• Records for processing
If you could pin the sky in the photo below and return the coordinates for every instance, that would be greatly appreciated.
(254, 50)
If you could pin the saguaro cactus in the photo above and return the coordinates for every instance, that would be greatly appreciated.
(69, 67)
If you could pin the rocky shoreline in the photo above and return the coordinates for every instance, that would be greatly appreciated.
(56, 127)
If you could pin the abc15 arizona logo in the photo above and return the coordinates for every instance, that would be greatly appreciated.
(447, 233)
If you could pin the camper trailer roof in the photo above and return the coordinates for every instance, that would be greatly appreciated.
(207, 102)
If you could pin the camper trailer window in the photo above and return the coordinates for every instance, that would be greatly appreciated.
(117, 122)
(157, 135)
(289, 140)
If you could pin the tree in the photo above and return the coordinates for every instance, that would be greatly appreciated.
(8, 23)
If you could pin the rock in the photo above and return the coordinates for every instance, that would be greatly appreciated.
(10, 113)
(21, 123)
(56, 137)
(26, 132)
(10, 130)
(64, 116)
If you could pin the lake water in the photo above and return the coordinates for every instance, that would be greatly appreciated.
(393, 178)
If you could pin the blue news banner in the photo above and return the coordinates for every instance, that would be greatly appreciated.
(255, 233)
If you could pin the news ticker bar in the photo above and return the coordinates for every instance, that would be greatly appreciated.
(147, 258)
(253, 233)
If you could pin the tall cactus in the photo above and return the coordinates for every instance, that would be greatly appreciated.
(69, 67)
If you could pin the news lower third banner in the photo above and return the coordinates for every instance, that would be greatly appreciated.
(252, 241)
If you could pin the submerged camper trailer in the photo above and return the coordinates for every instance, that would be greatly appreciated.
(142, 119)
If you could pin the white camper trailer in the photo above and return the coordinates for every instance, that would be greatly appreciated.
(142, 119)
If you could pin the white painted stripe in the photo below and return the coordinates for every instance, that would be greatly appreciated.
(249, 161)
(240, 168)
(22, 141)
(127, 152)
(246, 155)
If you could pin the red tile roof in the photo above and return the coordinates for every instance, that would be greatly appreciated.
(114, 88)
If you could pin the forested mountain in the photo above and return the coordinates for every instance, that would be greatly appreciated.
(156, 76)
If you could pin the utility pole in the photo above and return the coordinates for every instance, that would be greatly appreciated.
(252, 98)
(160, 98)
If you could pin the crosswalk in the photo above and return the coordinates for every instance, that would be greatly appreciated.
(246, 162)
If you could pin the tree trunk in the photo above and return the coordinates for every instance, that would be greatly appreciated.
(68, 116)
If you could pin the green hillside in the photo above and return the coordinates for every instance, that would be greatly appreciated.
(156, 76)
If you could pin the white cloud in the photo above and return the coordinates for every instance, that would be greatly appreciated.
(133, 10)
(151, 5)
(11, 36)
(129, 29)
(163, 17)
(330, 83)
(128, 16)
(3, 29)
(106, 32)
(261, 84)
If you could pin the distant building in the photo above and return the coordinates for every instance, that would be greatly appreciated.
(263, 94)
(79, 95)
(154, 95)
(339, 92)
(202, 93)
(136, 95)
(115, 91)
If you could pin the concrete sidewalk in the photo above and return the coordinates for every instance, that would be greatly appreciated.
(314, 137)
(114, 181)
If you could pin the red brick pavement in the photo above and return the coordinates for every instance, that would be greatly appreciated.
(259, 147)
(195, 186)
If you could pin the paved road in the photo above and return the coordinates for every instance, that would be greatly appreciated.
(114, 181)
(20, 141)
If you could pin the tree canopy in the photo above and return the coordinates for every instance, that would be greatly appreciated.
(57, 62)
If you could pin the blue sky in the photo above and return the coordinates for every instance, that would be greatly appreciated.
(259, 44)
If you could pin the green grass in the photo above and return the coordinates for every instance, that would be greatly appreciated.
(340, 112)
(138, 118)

• Your objective
Exact retyping is needed for the line with "If you could pin the crosswalk" and for each line after it through the end of the listing above; no other lines belong.

• Exercise solution
If you could pin the crosswalk in the photo above and return the coordinates for every instance, that would be greatly appreciated.
(246, 162)
If you could pin the tree trunk in the photo above and return the coordinates for every instance, that would be greatly appreciated.
(68, 116)
If you could pin the green hillside in the photo above and return the coordinates for every instance, that would be greatly appreciated.
(156, 76)
If you could pin the white cloud in the photo above and return the coordinates for every instance, that would be greatly appreciated.
(133, 10)
(151, 5)
(11, 36)
(129, 29)
(163, 17)
(330, 83)
(128, 16)
(3, 29)
(106, 32)
(261, 84)
If you could pin the distant building in the photo above and return the coordinates for every instance, that would be greatly appreciated.
(263, 94)
(79, 95)
(154, 95)
(339, 92)
(202, 93)
(136, 95)
(115, 91)
If you could pin the concrete sidewalk in the photo above and return the coordinates for every instance, that would be greatly appreciated.
(314, 137)
(114, 181)
If you could pin the red brick pavement in the photo above and return the coordinates for every instance, that would be greatly appreciated.
(259, 147)
(195, 186)
If you could pin the paved road in the photo above and return the coordinates for every instance, that would be greatly appreciated.
(114, 181)
(20, 141)
If you could pin the tree canopy in the photo above and return the coordinates for every instance, that would be greatly appreciated.
(57, 62)
If you could pin the blue sky in the photo above and return the coordinates for every instance, that would be greatly appreciated.
(259, 44)
If you could pin the green grass in the photo above and return the coordinates for every instance, that would be greatly appreciated.
(340, 112)
(138, 118)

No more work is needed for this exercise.